- **WHAT IS REQUIRED**
Output each record exactly as given. Leave out every picture.

Region pointing data
━━━━━━

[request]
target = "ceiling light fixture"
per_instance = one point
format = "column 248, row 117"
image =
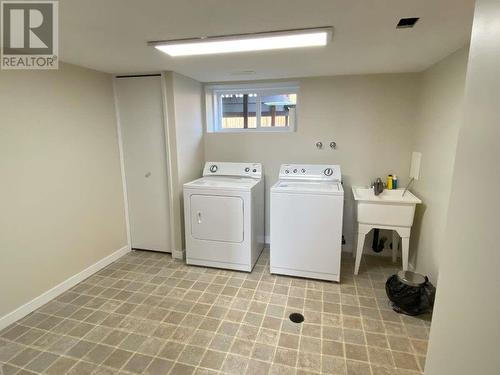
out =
column 407, row 23
column 245, row 42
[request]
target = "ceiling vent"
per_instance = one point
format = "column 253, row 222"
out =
column 406, row 23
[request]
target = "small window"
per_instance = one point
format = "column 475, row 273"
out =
column 251, row 107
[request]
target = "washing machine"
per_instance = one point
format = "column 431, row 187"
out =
column 306, row 221
column 224, row 216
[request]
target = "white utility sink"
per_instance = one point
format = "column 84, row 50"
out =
column 388, row 208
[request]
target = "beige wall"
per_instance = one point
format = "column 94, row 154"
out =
column 185, row 127
column 436, row 133
column 61, row 198
column 370, row 117
column 466, row 327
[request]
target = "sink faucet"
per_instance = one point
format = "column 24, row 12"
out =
column 378, row 186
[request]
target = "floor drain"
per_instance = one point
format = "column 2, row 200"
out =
column 296, row 317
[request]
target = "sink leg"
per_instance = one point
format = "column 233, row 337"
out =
column 406, row 250
column 395, row 245
column 359, row 251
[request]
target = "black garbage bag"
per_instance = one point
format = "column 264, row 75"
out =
column 410, row 298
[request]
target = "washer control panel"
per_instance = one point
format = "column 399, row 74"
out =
column 253, row 170
column 313, row 172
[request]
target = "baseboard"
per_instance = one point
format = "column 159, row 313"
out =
column 42, row 299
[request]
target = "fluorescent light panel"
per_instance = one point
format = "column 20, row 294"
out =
column 245, row 43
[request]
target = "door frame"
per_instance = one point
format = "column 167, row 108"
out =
column 168, row 153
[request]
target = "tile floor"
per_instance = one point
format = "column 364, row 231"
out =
column 149, row 314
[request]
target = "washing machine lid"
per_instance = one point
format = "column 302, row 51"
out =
column 223, row 183
column 308, row 187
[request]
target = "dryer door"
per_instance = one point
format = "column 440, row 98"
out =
column 217, row 218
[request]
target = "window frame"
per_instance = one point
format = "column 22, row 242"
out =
column 213, row 95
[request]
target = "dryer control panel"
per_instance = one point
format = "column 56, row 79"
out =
column 253, row 170
column 310, row 172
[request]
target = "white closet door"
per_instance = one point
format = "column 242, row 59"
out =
column 140, row 109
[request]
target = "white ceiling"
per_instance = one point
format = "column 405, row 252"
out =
column 111, row 35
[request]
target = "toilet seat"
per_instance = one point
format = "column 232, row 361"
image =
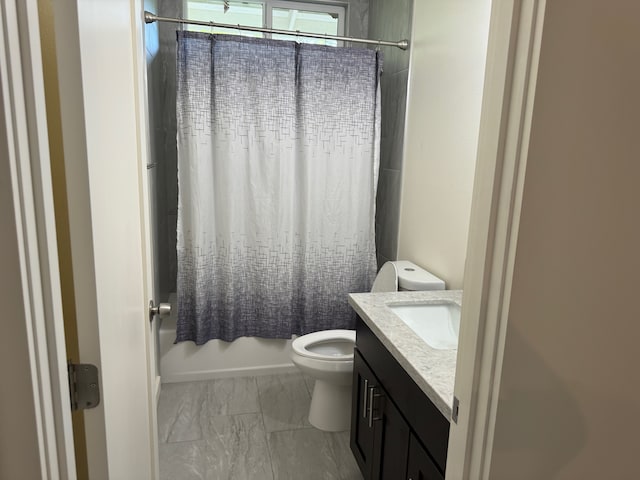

━━━━━━

- **ANSWER TO THIS TASK**
[request]
target = "ceiling light fixture"
per_instance = one point
format = "column 248, row 117"
image =
out =
column 407, row 23
column 245, row 42
[request]
target = "ceiling vent"
per_instance = one point
format = "column 253, row 222"
out =
column 406, row 23
[request]
target = "small window"
per_instance = one point
format = "column 475, row 273"
out =
column 251, row 107
[request]
target = "washing machine"
per_instance = one point
format = "column 431, row 187"
out =
column 306, row 221
column 224, row 216
[request]
target = "white utility sink"
per_instance = one point
format = "column 84, row 50"
out =
column 388, row 208
[request]
target = "beige wall"
per_instance = one point
format = "column 94, row 154"
out =
column 185, row 127
column 436, row 133
column 61, row 198
column 370, row 117
column 466, row 327
[request]
target = "sink faucet"
per_instance = one point
format = "column 24, row 12"
out =
column 378, row 186
[request]
target = "floor drain"
per_instance = one point
format = "column 2, row 200"
out =
column 296, row 317
[request]
target = "sink leg"
per_instance = one point
format = "column 233, row 337"
out =
column 406, row 250
column 395, row 245
column 359, row 251
[request]
target = "black garbage bag"
per_instance = one point
format = "column 264, row 75"
out =
column 410, row 298
[request]
target = "washer control panel"
per_instance = one point
format = "column 399, row 74"
out =
column 253, row 170
column 313, row 172
[request]
target = "baseboard"
per_instance = one point
format = "column 159, row 313"
out =
column 42, row 299
[request]
target = "fluorescent light panel"
per_instance = one point
format = "column 20, row 294"
out =
column 245, row 43
[request]
target = "door frame"
per_instance = one point
format = "column 167, row 108"
out =
column 168, row 153
[request]
target = "tile floor"
per_instance = one point
format = "column 364, row 231"
out =
column 149, row 314
[request]
target = "washing machine lid"
per_instance = one point
format = "column 302, row 51"
out =
column 223, row 183
column 308, row 187
[request]
target = "dryer door"
per_instance = one point
format = "column 440, row 98"
out =
column 217, row 218
[request]
target = "window frame"
per_instance = one point
format = "column 22, row 242"
out =
column 213, row 95
[request]
target = "dryer control panel"
per_instance = one point
format = "column 56, row 79"
out =
column 253, row 170
column 310, row 172
[request]
target = "white closet door"
per_instance = one point
format = "column 242, row 59"
out =
column 140, row 109
[request]
target = "white ceiling"
per_instance = one point
format = "column 405, row 252"
out =
column 111, row 35
[request]
target = "toilet seat"
per_instance = one point
format = "column 232, row 361"
image =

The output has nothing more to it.